** Given instruction **
Render the lines of the records from the line that contains "like (780, 341)." through the end of the records as a JSON list of strings, one string per line and blank lines omitted.

** Stored records **
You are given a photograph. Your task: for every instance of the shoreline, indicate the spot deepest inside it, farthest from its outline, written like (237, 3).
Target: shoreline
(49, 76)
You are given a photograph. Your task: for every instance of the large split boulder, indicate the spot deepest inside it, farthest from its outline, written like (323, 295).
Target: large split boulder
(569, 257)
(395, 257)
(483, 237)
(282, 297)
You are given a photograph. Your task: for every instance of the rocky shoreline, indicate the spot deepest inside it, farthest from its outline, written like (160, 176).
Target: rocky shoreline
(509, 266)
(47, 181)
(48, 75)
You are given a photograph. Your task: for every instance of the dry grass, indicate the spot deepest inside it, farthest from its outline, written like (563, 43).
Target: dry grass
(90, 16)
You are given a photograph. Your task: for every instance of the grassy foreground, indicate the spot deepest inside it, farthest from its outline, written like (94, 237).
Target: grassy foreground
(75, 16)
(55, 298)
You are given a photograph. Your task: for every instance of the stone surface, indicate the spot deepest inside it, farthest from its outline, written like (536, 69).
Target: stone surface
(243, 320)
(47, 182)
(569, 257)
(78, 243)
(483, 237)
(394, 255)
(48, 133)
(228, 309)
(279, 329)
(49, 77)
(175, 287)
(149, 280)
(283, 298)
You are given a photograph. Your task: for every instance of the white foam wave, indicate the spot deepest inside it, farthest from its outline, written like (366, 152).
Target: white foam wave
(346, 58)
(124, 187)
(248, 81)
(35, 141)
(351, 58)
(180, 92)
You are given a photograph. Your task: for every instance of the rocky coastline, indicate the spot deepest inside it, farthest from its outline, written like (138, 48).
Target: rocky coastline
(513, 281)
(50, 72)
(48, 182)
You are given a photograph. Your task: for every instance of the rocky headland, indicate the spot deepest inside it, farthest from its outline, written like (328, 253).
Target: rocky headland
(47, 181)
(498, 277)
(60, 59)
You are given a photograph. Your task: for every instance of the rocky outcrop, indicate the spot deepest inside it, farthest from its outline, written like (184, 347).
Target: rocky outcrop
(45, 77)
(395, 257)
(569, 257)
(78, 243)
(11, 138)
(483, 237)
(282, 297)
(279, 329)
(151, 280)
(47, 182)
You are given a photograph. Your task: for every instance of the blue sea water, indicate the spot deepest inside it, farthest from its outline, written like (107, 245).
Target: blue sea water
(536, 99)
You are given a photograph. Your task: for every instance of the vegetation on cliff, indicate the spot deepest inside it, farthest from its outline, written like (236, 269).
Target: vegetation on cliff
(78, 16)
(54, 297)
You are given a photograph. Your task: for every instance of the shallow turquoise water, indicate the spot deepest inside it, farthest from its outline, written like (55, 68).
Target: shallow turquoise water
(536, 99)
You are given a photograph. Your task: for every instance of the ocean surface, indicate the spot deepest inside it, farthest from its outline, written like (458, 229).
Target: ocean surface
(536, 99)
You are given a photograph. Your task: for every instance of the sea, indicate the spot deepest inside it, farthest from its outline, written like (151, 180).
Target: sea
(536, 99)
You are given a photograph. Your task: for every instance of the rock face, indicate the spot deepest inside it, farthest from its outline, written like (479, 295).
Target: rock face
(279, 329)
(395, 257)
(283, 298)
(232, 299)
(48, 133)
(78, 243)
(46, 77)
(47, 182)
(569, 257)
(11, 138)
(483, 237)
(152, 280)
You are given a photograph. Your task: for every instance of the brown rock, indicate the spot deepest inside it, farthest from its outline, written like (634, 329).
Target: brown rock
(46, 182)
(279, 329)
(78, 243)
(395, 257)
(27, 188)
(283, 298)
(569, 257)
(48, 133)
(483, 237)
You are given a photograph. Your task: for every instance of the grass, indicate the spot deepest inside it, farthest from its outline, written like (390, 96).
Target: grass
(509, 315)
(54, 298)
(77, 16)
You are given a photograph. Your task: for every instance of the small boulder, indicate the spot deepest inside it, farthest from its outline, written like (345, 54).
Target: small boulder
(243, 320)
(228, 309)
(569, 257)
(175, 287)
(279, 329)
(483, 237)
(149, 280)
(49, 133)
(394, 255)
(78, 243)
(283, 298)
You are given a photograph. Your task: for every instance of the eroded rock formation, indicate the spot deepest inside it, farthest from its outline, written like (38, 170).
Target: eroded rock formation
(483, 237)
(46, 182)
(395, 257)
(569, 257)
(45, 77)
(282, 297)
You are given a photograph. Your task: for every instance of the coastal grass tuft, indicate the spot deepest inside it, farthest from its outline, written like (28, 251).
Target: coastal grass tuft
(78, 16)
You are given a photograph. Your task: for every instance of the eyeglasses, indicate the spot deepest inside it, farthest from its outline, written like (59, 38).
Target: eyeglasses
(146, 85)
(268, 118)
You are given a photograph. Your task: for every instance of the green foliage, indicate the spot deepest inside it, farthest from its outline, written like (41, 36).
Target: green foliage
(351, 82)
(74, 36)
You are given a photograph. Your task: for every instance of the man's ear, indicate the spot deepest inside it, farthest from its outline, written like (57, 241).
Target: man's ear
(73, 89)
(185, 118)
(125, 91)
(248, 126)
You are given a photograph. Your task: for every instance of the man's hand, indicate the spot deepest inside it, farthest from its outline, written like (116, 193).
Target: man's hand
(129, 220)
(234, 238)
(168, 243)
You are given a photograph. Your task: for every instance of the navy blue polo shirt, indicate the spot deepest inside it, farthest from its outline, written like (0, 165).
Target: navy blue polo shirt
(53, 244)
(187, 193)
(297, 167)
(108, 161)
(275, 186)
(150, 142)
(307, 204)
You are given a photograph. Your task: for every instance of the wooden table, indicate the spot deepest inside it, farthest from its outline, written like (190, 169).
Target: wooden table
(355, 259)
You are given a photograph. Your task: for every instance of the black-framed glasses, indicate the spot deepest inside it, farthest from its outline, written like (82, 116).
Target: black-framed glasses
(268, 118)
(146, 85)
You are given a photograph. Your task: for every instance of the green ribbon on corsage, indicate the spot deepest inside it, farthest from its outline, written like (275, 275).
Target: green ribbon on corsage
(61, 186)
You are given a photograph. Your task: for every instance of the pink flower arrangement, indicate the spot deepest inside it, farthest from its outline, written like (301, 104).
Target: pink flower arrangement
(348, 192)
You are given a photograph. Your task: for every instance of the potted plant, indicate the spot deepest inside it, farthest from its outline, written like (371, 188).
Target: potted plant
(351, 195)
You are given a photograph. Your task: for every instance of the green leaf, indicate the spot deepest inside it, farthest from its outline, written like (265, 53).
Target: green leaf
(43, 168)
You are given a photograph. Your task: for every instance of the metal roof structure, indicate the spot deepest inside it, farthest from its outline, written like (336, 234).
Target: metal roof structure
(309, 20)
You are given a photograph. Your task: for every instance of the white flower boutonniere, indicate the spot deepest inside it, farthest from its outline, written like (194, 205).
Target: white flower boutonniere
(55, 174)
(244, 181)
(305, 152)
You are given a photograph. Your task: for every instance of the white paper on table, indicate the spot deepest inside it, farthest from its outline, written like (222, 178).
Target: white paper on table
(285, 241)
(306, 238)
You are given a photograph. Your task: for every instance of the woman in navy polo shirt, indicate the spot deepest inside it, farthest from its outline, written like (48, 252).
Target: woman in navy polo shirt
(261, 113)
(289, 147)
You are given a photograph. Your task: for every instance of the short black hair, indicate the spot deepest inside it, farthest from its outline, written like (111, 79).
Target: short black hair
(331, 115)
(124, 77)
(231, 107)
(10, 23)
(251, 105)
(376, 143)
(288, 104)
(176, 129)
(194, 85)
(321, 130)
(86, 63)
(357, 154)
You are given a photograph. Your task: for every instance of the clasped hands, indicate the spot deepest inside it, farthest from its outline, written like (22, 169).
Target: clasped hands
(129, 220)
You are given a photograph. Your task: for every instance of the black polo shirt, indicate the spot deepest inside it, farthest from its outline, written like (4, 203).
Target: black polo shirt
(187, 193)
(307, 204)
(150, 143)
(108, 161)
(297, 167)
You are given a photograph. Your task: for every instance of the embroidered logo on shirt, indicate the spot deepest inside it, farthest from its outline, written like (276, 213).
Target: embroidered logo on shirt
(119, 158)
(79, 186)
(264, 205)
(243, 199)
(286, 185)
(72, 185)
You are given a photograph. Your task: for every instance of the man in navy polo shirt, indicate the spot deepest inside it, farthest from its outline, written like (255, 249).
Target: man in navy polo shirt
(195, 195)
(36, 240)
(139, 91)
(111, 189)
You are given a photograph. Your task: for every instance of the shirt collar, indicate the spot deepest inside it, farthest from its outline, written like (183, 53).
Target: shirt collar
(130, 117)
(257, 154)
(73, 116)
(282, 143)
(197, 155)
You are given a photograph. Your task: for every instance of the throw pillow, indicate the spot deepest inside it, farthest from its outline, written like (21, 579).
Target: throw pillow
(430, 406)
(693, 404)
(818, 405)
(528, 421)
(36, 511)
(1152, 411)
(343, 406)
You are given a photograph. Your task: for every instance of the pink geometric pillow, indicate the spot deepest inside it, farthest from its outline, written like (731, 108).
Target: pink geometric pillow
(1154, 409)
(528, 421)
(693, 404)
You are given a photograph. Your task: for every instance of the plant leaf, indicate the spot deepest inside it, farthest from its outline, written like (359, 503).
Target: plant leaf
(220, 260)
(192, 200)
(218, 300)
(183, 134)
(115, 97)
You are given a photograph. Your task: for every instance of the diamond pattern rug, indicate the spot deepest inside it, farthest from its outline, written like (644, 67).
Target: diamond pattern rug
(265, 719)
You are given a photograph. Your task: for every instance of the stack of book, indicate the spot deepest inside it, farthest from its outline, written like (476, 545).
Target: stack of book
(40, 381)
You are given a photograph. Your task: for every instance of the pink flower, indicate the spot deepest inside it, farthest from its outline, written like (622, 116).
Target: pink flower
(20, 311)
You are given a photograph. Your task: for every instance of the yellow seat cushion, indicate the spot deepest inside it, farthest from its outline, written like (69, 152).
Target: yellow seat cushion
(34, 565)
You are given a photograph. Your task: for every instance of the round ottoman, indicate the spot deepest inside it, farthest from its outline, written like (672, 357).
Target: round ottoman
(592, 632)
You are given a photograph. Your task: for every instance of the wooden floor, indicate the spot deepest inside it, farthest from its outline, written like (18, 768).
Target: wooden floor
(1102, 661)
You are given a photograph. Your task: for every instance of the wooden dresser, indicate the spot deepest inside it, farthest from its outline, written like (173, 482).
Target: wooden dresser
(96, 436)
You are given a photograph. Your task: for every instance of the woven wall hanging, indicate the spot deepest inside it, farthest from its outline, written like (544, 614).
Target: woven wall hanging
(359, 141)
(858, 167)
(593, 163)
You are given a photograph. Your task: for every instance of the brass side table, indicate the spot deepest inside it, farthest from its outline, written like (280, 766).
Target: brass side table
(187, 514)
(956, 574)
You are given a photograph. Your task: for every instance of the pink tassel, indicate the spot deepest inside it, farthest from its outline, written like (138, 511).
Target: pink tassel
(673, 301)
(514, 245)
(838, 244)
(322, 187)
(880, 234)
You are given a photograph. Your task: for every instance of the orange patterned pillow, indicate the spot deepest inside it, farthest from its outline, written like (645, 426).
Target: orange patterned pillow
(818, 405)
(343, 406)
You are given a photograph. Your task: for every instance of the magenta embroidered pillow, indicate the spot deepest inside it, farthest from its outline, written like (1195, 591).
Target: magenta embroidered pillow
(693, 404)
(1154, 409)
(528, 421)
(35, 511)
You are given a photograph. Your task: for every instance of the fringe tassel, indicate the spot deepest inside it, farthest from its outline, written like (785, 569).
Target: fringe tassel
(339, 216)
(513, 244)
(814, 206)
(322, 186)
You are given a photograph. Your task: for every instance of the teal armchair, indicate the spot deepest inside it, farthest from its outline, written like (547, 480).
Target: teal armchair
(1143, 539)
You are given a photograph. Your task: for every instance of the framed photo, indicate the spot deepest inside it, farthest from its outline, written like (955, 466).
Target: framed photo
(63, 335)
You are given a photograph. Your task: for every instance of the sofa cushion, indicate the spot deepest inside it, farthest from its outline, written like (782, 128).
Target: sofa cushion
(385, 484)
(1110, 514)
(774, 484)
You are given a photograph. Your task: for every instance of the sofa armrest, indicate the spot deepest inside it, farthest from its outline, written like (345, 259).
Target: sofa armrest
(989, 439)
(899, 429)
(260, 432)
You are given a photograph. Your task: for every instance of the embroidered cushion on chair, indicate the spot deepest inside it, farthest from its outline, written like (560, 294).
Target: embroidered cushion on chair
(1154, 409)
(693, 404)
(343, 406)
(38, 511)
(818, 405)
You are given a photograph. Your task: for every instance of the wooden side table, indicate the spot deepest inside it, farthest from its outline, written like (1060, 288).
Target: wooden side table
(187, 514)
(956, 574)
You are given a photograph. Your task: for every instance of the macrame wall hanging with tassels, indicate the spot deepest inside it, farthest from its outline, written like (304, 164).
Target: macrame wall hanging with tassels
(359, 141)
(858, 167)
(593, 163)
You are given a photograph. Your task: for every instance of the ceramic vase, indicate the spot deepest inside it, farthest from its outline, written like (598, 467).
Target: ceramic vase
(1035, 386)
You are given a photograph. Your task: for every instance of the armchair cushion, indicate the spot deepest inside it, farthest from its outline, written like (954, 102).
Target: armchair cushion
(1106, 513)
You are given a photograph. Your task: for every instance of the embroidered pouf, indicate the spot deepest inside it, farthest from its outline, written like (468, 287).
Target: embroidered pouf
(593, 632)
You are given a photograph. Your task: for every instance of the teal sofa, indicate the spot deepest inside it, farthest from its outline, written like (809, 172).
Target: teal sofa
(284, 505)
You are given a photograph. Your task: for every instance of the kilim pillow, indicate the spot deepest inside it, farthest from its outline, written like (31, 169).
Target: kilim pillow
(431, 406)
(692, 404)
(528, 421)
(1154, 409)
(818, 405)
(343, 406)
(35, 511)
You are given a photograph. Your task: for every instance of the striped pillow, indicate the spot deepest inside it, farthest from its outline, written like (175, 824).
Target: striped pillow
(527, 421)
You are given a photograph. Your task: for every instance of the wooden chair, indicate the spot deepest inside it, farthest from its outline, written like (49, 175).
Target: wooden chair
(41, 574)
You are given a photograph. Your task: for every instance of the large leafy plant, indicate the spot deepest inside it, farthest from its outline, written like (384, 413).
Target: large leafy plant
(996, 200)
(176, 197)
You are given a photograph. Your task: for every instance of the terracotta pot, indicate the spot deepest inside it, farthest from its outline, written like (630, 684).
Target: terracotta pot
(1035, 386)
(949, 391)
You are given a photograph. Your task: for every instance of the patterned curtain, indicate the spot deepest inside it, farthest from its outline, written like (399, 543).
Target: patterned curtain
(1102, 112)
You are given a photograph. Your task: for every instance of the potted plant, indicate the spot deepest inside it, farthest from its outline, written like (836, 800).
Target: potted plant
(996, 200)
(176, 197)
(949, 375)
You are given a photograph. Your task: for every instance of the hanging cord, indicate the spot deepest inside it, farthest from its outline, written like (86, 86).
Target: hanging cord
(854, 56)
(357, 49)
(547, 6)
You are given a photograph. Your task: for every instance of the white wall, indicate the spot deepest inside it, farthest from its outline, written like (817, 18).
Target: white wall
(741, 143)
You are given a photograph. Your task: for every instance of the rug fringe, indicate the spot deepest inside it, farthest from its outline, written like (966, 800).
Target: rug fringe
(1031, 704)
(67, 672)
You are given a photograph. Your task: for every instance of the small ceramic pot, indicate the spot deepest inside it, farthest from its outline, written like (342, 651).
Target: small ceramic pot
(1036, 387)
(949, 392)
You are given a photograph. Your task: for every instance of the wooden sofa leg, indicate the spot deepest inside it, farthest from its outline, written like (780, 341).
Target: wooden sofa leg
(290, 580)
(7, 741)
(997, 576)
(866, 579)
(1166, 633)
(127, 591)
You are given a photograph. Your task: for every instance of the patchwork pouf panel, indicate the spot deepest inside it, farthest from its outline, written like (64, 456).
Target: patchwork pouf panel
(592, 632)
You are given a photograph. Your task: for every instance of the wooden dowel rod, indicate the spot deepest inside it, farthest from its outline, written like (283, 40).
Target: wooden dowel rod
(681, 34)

** Output below **
[
  "You are given a photograph. Your task: for every instance of the wooden sofa leg, indicate the spot deepest inside it, farthest from its outline, written like (780, 341).",
  "Target: wooden sofa leg",
  "(290, 580)",
  "(7, 741)",
  "(997, 576)",
  "(866, 579)",
  "(1166, 633)",
  "(127, 591)",
  "You are given a photograph. Your task: for every instance of the patchwork pouf panel, indicate the spot deepest inside it, farthest from its outline, written like (64, 456).",
  "Target: patchwork pouf panel",
  "(592, 632)",
  "You are given a photograph. Your task: for every instance of the wooden dowel rod, indicate the spot deepest inside it, farthest from its outline, written like (283, 40).",
  "Target: wooden dowel rod",
  "(681, 34)"
]